◆ EXERCISE:
What you return must match the records exactly, except that the pictures are gone.

◆ THE RECORDS:
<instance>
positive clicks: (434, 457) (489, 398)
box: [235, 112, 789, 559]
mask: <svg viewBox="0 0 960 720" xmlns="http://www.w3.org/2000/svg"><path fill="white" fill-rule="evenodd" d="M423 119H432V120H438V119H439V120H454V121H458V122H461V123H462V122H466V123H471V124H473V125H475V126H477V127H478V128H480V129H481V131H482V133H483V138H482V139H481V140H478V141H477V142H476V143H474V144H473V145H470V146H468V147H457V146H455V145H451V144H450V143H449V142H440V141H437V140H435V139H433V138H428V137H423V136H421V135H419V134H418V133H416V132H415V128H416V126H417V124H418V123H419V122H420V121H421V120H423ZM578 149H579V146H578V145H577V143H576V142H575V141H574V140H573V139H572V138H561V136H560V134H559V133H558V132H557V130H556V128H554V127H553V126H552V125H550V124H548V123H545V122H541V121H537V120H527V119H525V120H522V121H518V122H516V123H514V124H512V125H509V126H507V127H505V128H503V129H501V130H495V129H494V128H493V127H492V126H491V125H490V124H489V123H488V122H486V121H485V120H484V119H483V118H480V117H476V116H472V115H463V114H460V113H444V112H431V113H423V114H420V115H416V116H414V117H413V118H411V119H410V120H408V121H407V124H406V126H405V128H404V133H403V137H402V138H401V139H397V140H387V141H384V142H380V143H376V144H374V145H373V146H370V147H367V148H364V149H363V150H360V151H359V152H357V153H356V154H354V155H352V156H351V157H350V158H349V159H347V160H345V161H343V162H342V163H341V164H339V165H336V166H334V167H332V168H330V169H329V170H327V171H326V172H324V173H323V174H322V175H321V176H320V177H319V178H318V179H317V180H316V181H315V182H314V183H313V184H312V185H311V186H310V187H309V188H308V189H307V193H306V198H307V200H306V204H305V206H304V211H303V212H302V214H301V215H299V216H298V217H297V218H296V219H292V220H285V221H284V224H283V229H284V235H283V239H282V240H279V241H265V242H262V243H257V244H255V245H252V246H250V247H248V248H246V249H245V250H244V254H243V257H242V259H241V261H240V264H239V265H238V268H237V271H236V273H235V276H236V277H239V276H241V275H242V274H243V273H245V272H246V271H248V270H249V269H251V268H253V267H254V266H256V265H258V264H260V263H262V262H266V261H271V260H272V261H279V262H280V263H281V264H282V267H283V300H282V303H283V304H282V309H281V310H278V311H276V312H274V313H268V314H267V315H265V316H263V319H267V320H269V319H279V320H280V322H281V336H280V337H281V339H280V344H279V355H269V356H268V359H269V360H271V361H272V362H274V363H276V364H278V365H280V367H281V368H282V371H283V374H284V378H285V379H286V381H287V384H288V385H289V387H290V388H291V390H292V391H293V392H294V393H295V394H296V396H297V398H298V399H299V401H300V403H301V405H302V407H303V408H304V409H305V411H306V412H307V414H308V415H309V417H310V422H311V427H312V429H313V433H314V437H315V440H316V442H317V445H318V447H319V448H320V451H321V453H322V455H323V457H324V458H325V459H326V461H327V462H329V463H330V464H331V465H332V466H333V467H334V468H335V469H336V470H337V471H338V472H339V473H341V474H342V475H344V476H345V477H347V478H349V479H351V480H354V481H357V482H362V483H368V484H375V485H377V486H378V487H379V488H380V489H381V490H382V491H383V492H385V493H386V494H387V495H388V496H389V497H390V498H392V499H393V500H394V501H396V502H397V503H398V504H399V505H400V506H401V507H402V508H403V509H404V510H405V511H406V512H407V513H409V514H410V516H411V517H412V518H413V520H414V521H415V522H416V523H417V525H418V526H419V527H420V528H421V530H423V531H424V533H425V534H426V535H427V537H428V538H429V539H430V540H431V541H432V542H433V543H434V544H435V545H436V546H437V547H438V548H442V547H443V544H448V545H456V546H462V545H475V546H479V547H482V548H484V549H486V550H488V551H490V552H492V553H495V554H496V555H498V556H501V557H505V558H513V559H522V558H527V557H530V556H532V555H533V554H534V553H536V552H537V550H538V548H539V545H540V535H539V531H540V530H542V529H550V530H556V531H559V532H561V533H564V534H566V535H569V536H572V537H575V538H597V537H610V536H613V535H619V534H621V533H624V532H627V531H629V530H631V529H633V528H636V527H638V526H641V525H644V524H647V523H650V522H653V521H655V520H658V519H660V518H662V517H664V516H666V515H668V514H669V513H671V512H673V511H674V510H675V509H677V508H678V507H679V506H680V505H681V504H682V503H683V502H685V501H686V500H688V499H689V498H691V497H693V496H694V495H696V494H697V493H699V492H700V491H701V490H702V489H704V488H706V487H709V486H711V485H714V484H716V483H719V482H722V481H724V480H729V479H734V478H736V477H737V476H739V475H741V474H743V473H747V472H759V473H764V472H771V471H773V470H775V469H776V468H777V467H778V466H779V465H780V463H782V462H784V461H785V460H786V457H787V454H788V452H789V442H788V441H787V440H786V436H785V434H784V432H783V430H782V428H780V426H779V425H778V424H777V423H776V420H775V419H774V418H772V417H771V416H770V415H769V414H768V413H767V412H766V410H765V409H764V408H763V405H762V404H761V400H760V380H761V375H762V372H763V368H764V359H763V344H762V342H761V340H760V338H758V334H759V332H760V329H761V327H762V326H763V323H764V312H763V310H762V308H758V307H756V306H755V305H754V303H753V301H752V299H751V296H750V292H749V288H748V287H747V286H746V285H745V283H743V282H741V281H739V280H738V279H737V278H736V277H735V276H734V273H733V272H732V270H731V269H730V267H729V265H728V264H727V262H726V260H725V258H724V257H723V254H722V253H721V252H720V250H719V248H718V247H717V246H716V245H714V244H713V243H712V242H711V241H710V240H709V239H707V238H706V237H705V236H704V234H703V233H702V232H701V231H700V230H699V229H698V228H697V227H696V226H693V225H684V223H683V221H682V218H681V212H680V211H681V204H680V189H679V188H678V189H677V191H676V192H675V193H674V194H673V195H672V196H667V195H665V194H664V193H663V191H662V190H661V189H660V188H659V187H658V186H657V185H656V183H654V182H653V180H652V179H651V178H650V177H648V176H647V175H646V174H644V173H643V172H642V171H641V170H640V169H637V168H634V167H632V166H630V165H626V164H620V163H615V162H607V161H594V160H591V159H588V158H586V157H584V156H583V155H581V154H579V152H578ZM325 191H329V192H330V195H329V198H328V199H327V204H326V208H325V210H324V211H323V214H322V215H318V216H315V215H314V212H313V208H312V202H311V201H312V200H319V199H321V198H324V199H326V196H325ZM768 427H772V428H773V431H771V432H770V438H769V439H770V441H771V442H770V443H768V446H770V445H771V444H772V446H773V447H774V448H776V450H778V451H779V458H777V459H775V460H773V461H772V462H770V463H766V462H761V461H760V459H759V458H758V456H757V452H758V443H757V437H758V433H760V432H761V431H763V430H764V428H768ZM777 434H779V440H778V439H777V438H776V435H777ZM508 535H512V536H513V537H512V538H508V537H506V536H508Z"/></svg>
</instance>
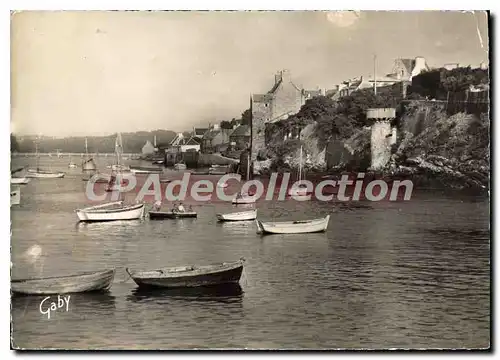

◆ SOLUTION:
<instance>
positive clicks: (434, 457) (489, 398)
box: [235, 112, 789, 559]
mask: <svg viewBox="0 0 960 720" xmlns="http://www.w3.org/2000/svg"><path fill="white" fill-rule="evenodd" d="M423 119H432V120H438V119H439V120H454V121H458V122H461V123H462V122H466V123H471V124H473V125H475V126H477V127H478V128H480V129H481V131H482V133H483V138H482V139H481V140H478V141H477V142H476V143H474V144H473V145H470V146H468V147H457V146H455V145H451V144H450V143H449V142H440V141H437V140H435V139H433V138H428V137H423V136H421V135H419V134H418V133H416V132H415V128H416V126H417V124H418V123H419V122H420V121H421V120H423ZM578 149H579V146H578V145H577V143H576V142H575V141H574V140H573V139H572V138H561V136H560V134H559V133H558V132H557V130H556V128H554V127H553V126H552V125H550V124H548V123H545V122H541V121H537V120H527V119H525V120H522V121H518V122H516V123H514V124H512V125H509V126H507V127H505V128H503V129H501V130H495V129H494V128H493V127H492V126H491V125H490V124H489V123H488V122H486V121H485V120H484V119H483V118H480V117H476V116H472V115H463V114H460V113H444V112H431V113H423V114H420V115H416V116H414V117H413V118H411V119H410V120H408V121H407V124H406V126H405V128H404V133H403V137H402V138H401V139H397V140H387V141H384V142H380V143H376V144H374V145H373V146H370V147H367V148H364V149H363V150H360V151H359V152H357V153H356V154H354V155H352V156H351V157H350V158H349V159H347V160H345V161H343V162H342V163H341V164H339V165H336V166H334V167H332V168H330V169H329V170H327V171H326V172H324V173H323V174H322V175H321V176H320V177H319V178H318V179H317V180H316V181H315V182H314V183H313V184H312V185H311V186H310V187H309V188H308V189H307V193H306V198H307V200H306V204H305V206H304V211H303V212H302V214H301V215H299V216H298V217H297V218H296V219H292V220H285V221H284V224H283V229H284V235H283V239H282V240H279V241H265V242H262V243H257V244H255V245H252V246H250V247H248V248H246V249H245V250H244V254H243V257H242V259H241V261H240V264H239V265H238V268H237V271H236V273H235V276H236V277H239V276H241V275H242V274H243V273H245V272H246V271H248V270H249V269H251V268H253V267H254V266H256V265H258V264H260V263H262V262H266V261H271V260H272V261H279V262H280V263H281V264H282V267H283V300H282V303H283V304H282V309H281V310H278V311H276V312H274V313H268V314H267V315H265V316H263V319H267V320H269V319H279V320H280V322H281V336H280V337H281V339H280V344H279V355H269V356H268V359H269V360H271V361H272V362H274V363H276V364H278V365H280V367H281V368H282V371H283V374H284V378H285V379H286V381H287V384H288V385H289V387H290V388H291V390H292V391H293V392H294V393H295V394H296V396H297V398H298V399H299V401H300V403H301V405H302V407H303V408H304V409H305V411H306V412H307V414H308V415H309V417H310V422H311V427H312V429H313V433H314V437H315V440H316V442H317V445H318V447H319V448H320V451H321V453H322V455H323V457H324V458H325V459H326V461H327V462H329V463H330V464H331V465H332V466H333V467H334V468H335V469H336V470H337V471H338V472H339V473H341V474H342V475H344V476H345V477H347V478H349V479H351V480H354V481H357V482H362V483H368V484H375V485H377V486H378V487H379V488H380V489H381V490H382V491H383V492H385V493H386V494H387V495H388V496H389V497H390V498H392V499H393V500H394V501H396V502H397V503H398V504H399V505H400V506H401V507H402V508H403V509H404V510H405V511H406V512H407V513H409V514H410V516H411V517H412V518H413V520H414V521H415V522H416V523H417V525H418V526H419V527H420V528H421V530H423V531H424V533H425V534H426V535H427V537H428V538H429V539H430V540H431V541H432V542H433V543H434V544H435V545H436V546H437V547H438V548H442V547H443V544H448V545H456V546H462V545H475V546H479V547H482V548H484V549H486V550H488V551H490V552H492V553H495V554H496V555H498V556H501V557H505V558H513V559H522V558H527V557H530V556H532V555H533V554H534V553H536V552H537V550H538V548H539V545H540V535H539V531H540V530H542V529H550V530H556V531H559V532H561V533H564V534H566V535H569V536H572V537H575V538H597V537H610V536H613V535H619V534H621V533H624V532H627V531H629V530H631V529H633V528H636V527H638V526H641V525H644V524H647V523H650V522H653V521H655V520H658V519H660V518H662V517H664V516H666V515H668V514H669V513H671V512H673V511H674V510H675V509H677V508H678V507H679V506H680V505H681V504H682V503H683V502H685V501H686V500H688V499H689V498H691V497H693V496H694V495H696V494H697V493H699V492H700V491H701V490H702V489H704V488H706V487H709V486H711V485H714V484H716V483H719V482H722V481H724V480H729V479H734V478H736V477H737V476H739V475H741V474H743V473H747V472H759V473H764V472H771V471H773V470H775V469H776V468H777V467H778V466H779V465H780V463H782V462H784V461H785V460H786V457H787V454H788V452H789V442H788V441H787V440H786V436H785V434H784V432H783V430H782V428H780V426H779V425H778V424H777V423H776V420H775V419H774V418H772V417H771V416H770V415H769V414H768V413H767V412H766V410H765V409H764V408H763V405H762V404H761V400H760V380H761V375H762V372H763V368H764V359H763V344H762V342H761V340H760V338H758V334H759V332H760V329H761V327H762V326H763V323H764V312H763V310H762V308H758V307H756V306H755V305H754V303H753V301H752V299H751V296H750V292H749V288H748V287H747V286H746V285H745V283H743V282H741V281H739V280H738V279H737V278H736V277H735V276H734V273H733V272H732V270H731V269H730V267H729V265H728V264H727V262H726V260H725V258H724V257H723V254H722V253H721V252H720V250H719V248H718V247H717V246H716V245H714V244H713V243H712V242H711V241H710V240H709V239H707V238H706V237H705V236H704V234H703V233H702V232H701V231H700V230H699V229H698V228H697V227H696V226H693V225H684V223H683V221H682V218H681V212H680V211H681V204H680V189H679V188H678V189H677V191H676V192H675V193H674V194H673V195H672V196H667V195H665V194H664V193H663V191H662V190H661V189H660V188H659V187H658V186H657V185H656V183H654V182H653V180H652V179H651V178H650V177H648V176H647V175H646V174H644V173H643V172H642V171H641V170H640V169H637V168H634V167H632V166H630V165H626V164H620V163H615V162H607V161H594V160H591V159H588V158H586V157H584V156H583V155H581V154H579V152H578ZM325 191H329V192H330V195H329V198H328V199H327V204H326V208H325V210H324V211H323V214H322V215H318V216H315V215H314V212H313V208H312V202H311V201H312V200H319V199H321V198H324V199H326V196H325ZM768 427H772V428H773V431H771V432H770V438H769V439H770V441H771V442H770V443H768V446H770V445H771V444H772V446H773V447H774V448H776V450H778V451H779V458H777V459H775V460H773V461H772V462H770V463H766V462H761V461H760V459H759V458H758V456H757V452H758V443H757V437H758V433H760V432H761V431H763V430H764V428H768ZM777 434H779V440H778V439H777V438H776V435H777ZM508 535H512V536H513V537H512V538H508V537H506V536H508Z"/></svg>
</instance>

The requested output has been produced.